━━ Records provided ━━

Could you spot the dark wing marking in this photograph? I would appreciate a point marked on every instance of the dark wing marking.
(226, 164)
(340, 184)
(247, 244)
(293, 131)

━━━

[Work to be completed]:
Repeat every record, exactly as written.

[Answer section]:
Could you spot the dark wing marking in this photograph? I would appreciate a point marked on every instance of the dark wing marking.
(226, 164)
(340, 184)
(247, 244)
(293, 131)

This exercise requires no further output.